===== Document segment
Skip to content

Imitation Learning

Overview

Imitation Learning (IL) is one of the most practical paradigms in robot learning: given an expert demonstration dataset \(\mathcal{D} = \{(o_1, a_1^*), (o_2, a_2^*), \ldots, (o_N, a_N^*)\}\), the goal is to learn a policy \(\pi_\theta: \mathcal{O} \rightarrow \mathcal{A}\) that enables the robot to reproduce expert behavior.

Unlike reinforcement learning, imitation learning does not require a reward function, significantly lowering the barrier for task design. However, it faces unique challenges: distribution shift, multimodal action distributions, and data acquisition cost.


Behavioral Cloning (BC)

Basic Formulation

Behavioral Cloning (BC) reduces imitation learning to a standard supervised learning problem. Given an expert dataset \(\mathcal{D} = \{(\mathbf{o}_i, \mathbf{a}_i^*)\}_{i=1}^N\), the objective is to minimize the loss between the policy's predictions and expert actions:

\[ \mathcal{L}_{\text{BC}} = \mathbb{E}_{(\mathbf{o}, \mathbf{a}^*) \sim \mathcal{D}} \left[ \| \pi_\theta(\mathbf{o}) - \mathbf{a}^* \|^2 \right] \]

For a deterministic policy, this is equivalent to least-squares regression. For a stochastic policy \(\pi_\theta(\mathbf{a}|\mathbf{o})\), the objective becomes maximizing the log-likelihood:

\[ \mathcal{L}_{\text{BC}}^{\text{NLL}} = -\mathbb{E}_{(\mathbf{o}, \mathbf{a}^*) \sim \mathcal{D}} \left[ \log \pi_\theta(\mathbf{a}^* | \mathbf{o}) \right] \]

Gaussian Policy

Assuming the action follows a conditional Gaussian distribution \(\pi_\theta(\mathbf{a}|\mathbf{o}) = \mathcal{N}(\mu_\theta(\mathbf{o}), \Sigma_\theta(\mathbf{o}))\), the negative log-likelihood is:

\[ -\log \pi_\theta(\mathbf{a}^*|\mathbf{o}) = \frac{1}{2}(\mathbf{a}^* - \mu_\theta)^\top \Sigma_\theta^{-1} (\mathbf{a}^* - \mu_\theta) + \frac{1}{2}\log|\Sigma_\theta| + \frac{d}{2}\log(2\pi) \]

When \(\Sigma_\theta = \sigma^2 I\) is constant, this degenerates to the MSE loss.

Input Representation

BC policy inputs typically include:

Input Type Representation Dimension Example
Joint positions \(q \in \mathbb{R}^{n}\) 7-DOF arm: \(\mathbb{R}^7\)
Joint velocities \(\dot{q} \in \mathbb{R}^{n}\) \(\mathbb{R}^7\)
End-effector pose \((p, R) \in SE(3)\) \(\mathbb{R}^{7}\) (position + quaternion)
RGB image \(I \in \mathbb{R}^{H \times W \times 3}\) \(224 \times 224 \times 3\)
Depth map \(D \in \mathbb{R}^{H \times W}\) \(224 \times 224\)
Point cloud \(P \in \mathbb{R}^{N \times 3}\) \(N = 1024\)
Language instruction Token embedding \(\mathbb{R}^{512}\)

Distribution Shift Problem

Theoretical Analysis

The core deficiency of BC is distribution shift, also known as covariate shift. During training, the policy learns on states from the expert distribution \(d_{\pi^*}\); during deployment, small deviations lead the policy to unseen states, causing error accumulation.
==========
===== Available records
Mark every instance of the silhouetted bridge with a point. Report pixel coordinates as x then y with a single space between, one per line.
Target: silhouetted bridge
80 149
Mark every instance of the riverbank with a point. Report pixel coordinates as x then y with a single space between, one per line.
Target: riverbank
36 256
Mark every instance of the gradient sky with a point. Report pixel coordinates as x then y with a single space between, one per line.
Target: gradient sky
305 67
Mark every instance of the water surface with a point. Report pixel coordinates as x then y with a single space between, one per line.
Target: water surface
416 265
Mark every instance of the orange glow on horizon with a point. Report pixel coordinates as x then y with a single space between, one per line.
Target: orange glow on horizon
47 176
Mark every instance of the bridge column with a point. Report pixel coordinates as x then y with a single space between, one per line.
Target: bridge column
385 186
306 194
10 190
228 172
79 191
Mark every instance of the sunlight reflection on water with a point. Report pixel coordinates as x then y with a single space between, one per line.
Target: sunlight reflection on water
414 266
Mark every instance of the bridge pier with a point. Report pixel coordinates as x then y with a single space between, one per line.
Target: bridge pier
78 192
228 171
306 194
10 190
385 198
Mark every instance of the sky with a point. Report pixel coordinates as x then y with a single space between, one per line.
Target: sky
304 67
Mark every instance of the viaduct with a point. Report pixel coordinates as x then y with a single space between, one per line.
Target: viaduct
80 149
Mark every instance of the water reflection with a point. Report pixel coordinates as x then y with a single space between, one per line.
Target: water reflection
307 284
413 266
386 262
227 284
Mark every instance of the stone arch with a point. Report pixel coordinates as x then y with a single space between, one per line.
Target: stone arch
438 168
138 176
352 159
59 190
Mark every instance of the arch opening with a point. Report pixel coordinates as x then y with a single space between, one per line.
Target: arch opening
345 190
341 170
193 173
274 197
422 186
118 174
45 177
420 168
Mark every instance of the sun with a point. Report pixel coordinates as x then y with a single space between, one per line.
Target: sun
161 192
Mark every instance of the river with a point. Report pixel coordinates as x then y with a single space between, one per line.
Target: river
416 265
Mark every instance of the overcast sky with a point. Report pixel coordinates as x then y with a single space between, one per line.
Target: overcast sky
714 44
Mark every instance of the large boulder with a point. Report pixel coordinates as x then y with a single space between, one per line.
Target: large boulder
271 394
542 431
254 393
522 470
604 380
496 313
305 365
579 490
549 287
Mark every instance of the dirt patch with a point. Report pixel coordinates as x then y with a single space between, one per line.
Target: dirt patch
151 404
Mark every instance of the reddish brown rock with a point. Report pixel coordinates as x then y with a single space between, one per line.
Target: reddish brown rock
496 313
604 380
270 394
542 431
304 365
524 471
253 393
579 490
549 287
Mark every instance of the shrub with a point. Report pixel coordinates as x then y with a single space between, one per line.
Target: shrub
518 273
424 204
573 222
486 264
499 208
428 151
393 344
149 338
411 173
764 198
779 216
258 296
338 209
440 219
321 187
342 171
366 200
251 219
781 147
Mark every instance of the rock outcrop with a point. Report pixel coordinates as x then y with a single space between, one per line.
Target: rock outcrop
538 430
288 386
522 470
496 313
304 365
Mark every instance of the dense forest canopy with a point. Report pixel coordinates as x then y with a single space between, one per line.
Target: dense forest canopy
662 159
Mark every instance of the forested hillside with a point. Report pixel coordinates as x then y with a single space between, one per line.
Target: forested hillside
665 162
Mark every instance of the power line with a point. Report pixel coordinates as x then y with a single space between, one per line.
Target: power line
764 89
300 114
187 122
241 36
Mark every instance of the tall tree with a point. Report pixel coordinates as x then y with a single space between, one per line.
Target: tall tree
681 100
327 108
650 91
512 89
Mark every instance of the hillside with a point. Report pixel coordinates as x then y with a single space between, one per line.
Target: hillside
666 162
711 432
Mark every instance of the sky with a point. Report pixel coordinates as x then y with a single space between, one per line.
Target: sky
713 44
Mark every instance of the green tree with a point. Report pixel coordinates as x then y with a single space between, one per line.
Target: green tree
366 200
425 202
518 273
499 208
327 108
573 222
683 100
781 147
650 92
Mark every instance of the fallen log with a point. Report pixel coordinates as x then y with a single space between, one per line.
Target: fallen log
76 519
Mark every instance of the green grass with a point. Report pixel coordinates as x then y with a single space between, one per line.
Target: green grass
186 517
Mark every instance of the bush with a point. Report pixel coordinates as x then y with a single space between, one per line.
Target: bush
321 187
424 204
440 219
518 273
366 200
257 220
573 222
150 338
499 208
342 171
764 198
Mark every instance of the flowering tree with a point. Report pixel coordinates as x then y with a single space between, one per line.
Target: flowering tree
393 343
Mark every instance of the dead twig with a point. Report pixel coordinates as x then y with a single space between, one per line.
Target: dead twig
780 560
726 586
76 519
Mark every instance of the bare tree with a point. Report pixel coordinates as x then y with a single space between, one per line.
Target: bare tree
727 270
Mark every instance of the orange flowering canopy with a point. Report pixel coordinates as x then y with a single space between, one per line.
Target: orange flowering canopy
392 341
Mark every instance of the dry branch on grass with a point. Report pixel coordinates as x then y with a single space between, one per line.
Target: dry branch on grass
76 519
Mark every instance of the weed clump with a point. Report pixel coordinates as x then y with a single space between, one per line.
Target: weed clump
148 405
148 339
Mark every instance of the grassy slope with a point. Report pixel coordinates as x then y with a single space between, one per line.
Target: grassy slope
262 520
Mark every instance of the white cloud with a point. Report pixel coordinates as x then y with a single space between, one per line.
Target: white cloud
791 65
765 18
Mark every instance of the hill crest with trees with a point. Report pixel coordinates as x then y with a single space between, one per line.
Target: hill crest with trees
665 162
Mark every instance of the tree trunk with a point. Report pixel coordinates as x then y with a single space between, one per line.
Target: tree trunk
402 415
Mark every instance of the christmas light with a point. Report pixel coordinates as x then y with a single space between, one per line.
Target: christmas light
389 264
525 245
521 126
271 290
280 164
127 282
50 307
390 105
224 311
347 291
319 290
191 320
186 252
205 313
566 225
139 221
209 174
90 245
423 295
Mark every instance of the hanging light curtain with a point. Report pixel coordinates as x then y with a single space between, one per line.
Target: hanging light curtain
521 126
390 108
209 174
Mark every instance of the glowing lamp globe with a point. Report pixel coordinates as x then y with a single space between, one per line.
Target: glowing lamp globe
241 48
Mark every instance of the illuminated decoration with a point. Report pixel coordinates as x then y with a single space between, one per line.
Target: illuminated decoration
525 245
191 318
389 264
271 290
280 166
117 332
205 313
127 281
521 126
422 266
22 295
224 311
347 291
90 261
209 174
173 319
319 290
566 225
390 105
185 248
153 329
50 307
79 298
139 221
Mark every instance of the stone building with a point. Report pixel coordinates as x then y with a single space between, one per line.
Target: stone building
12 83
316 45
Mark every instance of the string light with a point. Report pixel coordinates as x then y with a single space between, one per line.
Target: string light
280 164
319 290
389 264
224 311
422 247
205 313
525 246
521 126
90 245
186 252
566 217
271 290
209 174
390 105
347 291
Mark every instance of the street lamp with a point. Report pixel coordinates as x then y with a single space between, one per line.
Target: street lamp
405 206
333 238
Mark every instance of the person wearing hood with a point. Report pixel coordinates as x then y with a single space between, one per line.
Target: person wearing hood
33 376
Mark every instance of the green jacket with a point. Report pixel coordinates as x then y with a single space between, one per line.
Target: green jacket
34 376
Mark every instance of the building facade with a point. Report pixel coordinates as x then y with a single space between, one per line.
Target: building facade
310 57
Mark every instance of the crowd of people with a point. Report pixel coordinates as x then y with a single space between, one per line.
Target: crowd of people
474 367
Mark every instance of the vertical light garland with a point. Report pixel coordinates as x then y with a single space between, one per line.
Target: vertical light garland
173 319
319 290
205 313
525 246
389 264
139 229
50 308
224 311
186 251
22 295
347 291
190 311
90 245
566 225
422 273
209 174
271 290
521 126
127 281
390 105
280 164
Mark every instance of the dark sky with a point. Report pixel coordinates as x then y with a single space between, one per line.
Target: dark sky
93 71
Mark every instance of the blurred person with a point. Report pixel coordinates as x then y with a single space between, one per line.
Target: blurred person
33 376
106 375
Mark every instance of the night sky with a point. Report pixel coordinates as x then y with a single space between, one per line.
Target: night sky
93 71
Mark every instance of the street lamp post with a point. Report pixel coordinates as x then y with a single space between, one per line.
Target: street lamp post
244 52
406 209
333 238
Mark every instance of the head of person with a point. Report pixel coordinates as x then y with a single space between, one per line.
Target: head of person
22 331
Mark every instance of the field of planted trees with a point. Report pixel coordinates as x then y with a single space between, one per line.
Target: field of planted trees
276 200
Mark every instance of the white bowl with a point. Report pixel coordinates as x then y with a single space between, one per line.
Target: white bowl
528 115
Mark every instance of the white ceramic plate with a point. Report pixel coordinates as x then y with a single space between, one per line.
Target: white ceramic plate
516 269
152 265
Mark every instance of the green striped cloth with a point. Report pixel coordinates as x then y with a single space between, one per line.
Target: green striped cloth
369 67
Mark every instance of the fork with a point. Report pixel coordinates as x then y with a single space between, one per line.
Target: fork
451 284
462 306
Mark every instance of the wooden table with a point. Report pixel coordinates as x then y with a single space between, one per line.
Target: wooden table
==========
*Set of tasks*:
1 - What does the imitation learning page name as the core deficiency of behavioral cloning?
2 - Please quote the listing word for word, beginning with the line that contains "Mark every instance of the wooden" and continuing through the final line of the listing.

*The results*:
1 - Distribution shift, also known as covariate shift.

2 -
Mark every instance of the wooden table with a point. Report pixel coordinates as x then y with a single space between, one per line.
Target: wooden table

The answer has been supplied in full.